_TEXT_

════════════════════

Praxiswissen auf den Punkt gebracht.
logo
  • Meine Produkte
    Bitte melden Sie sich an, um Ihre Produkte zu sehen.
Menu Menu
MyIww MyIww
  • · Fachbeitrag · §§ 3, 12 UStG

    Prämien für und Beigaben zu Zeitschriften

    Sachprämien bei Abschluss eines Zeitschriftenabonnements und Beigaben von DVDs zu einer Programmzeitschrift stellen jeweils keine einheitlichen Leistungen mit der Lieferung der Zeitschrift dar.

     

    Sachverhalt

    Streitig sind die Behandlung von Prämien zur Förderung des Zeitschriftenvertriebs sowie Beigaben beim Verkauf von Zeitschriften.

     

    Zur Vertriebsförderung hielt die Steuerpflichtige unterschiedliche Prämienmodelle bereit. Wurden Neukunden durch einen Bestandskunden „geworben“, erhielt der Bestandskunde eine Sachprämie. Umsatzsteuerlich behandelte die Steuerpflichtige diesen Vorgang als unentgeltliche Wertabgabe, die mit dem Regelsteuersatz von 19 % besteuert wurde.

     

    Darüber hinaus bot die Steuerpflichtige sowohl Neu- als auch Bestandskunden, die selbst einen Abonnementvertrag abschlossen, regelmäßig selbst eine einmalige Sachprämie an. Bei den Sachprämien handelte es sich im Wesentlichen um Produkte für das tägliche Leben (Accessoires für Haushalt und Bad, für Lifestyle und Beauty, für Multimedia und Technik sowie Bücher, DVDs und CDs). Die Steuerpflichtige stufte die Sachprämien als Nebenleistungen zur Lieferung von Zeitschriften ein und unterwarf deren Lieferung dementsprechend, genauso wie die Lieferung der Zeitschriften, dem ermäßigten Umsatzsteuersatz von 7 %.

     

    Des Weiteren vertrieb die Steuerpflichtige eine Programmzeitschrift sowohl als reines Printprodukt als auch unter Beigabe einer CD/Blue-ray. Abgesehen von der Beigabe waren beide Zeitschriften inhaltlich identisch und enthielten die gleichen Werbeanzeigen. Für Zwecke der Vermarktung wurden die Zeitschriften durch die Steuerpflichtige als ein Produkt behandelt. Sie behandelte die Zeitschrift mit Beigabe für Zwecke der Umsatzsteuer als einheitliche, durch die Zeitschrift geprägte Lieferung und unterwarf sie dem ermäßigten Umsatzsteuersatz von 7 %.

════════════════════

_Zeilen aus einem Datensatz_
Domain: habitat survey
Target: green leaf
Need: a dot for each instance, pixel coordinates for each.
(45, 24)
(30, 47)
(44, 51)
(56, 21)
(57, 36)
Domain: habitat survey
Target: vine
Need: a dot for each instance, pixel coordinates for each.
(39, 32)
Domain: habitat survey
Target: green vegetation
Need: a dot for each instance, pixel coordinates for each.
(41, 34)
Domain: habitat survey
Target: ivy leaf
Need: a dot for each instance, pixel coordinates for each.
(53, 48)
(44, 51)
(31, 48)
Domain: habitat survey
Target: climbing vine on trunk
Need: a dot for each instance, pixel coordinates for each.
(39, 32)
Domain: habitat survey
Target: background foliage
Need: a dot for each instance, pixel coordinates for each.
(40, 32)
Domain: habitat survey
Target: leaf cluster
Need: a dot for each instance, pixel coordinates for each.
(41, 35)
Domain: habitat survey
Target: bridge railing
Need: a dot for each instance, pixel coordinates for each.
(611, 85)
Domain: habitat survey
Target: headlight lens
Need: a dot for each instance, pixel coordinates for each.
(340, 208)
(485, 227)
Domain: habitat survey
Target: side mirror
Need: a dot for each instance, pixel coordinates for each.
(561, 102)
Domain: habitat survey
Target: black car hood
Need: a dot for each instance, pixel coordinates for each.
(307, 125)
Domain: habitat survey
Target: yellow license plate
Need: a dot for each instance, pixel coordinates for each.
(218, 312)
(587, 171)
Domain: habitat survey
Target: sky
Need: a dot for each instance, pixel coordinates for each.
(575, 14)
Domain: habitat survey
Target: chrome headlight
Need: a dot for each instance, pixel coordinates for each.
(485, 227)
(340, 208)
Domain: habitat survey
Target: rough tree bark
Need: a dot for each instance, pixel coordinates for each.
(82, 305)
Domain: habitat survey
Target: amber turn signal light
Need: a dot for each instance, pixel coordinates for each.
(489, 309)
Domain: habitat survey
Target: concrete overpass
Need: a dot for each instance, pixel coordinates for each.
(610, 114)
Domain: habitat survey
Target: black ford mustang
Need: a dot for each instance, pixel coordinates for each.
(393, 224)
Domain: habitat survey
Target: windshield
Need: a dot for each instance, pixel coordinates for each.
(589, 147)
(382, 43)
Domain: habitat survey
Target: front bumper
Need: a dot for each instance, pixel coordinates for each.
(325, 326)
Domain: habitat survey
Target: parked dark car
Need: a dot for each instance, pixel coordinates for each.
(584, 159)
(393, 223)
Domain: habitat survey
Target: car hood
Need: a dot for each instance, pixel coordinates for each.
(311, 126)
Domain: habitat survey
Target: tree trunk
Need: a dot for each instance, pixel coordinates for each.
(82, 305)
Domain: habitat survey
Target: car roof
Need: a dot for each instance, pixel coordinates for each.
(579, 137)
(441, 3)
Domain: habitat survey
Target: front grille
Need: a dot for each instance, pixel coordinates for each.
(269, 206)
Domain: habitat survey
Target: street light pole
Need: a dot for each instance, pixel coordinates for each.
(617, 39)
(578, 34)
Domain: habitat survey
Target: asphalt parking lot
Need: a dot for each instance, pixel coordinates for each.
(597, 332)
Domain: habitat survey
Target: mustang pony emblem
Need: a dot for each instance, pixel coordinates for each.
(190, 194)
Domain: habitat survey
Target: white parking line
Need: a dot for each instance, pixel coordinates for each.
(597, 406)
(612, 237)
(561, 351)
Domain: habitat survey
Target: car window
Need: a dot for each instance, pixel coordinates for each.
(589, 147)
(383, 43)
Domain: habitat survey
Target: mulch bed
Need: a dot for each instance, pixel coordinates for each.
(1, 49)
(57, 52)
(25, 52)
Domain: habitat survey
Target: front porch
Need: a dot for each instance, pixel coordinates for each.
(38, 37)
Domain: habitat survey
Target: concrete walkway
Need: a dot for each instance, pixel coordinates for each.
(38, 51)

════════════════════

_AUFGABE A_
Beantworten Sie anhand des Fachbeitrags zu Zeitschriftenprämien:
(i) Welchem Steuersatz unterwarf die Steuerpflichtige die Sachprämie an einen Bestandskunden, der einen Neukunden geworben hatte?
(ii) Mit welchem Steuersatz belegte sie die Sachprämien an Kunden, die selbst einen Abonnementvertrag abschlossen?
(iii) Wie wurden die beiden Ausgaben der Programmzeitschrift für Zwecke der Vermarktung behandelt?
_AUFGABE B_
Entnehmen Sie dem Fachbeitrag zu Zeitschriftenprämien wortgetreu die Passage, die mit „Zur Vertriebsförderung hielt“ beginnt und bis einschließlich „19 % besteuert wurde.“ reicht.
_AUFGABE C_
Setzen Sie den Fachbeitrag zu Zeitschriftenprämien im Anschluss an seinen letzten Satz fort.

_SCHRIFTLICHE ANTWORT A_
(i) Mit dem Regelsteuersatz von 19 %, als unentgeltliche Wertabgabe.
(ii) Mit dem ermäßigten Umsatzsteuersatz von 7 %, als Nebenleistung zur Lieferung der Zeitschriften.
(iii) Als ein Produkt.

_SCHRIFTLICHE ANTWORT B_
Zur Vertriebsförderung hielt die Steuerpflichtige unterschiedliche Prämienmodelle bereit. Wurden Neukunden durch einen Bestandskunden „geworben“, erhielt der Bestandskunde eine Sachprämie. Umsatzsteuerlich behandelte die Steuerpflichtige diesen Vorgang als unentgeltliche Wertabgabe, die mit dem Regelsteuersatz von 19 % besteuert wurde.

_SCHRIFTLICHE ANTWORT C_
     

    Im Rahmen einer bei der Steuerpflichtigen durchgeführten Betriebsprüfung kam das Finanzamt zu dem Ergebnis, dass es sich sowohl bei den Sachprämien als auch bei den Beigaben um von der Lieferung der Zeitschriften unabhängige eigenständige Lieferungen handele. Das auf diese Lieferungen entfallende Entgelt unterwarf das Finanzamt dem Regelsteuersatz von 19 %. Hiergegen richtet sich die Klage.

     

    Entscheidung

    Das FG wies die Klage ab. Sowohl bei der Gewährung von Sachprämien zum Abschluss eines Zeitschriftenabonnements als auch bei der Beigabe von DVDs oder Blu-rays zu der Programmzeitschrift handelt es sich um selbstständige Lieferungen, die dem umsatzsteuerlichen Regelsteuersatz von derzeit 19 % zu unterwerfen sind.

     

    Gesonderte Betrachtung einer jeden Leistung als Regelfall

    Nach der Rechtsprechung des EuGH ist in der Regel jede Lieferung (oder Dienstleistung) als eigene und selbstständige Leistung zu betrachten.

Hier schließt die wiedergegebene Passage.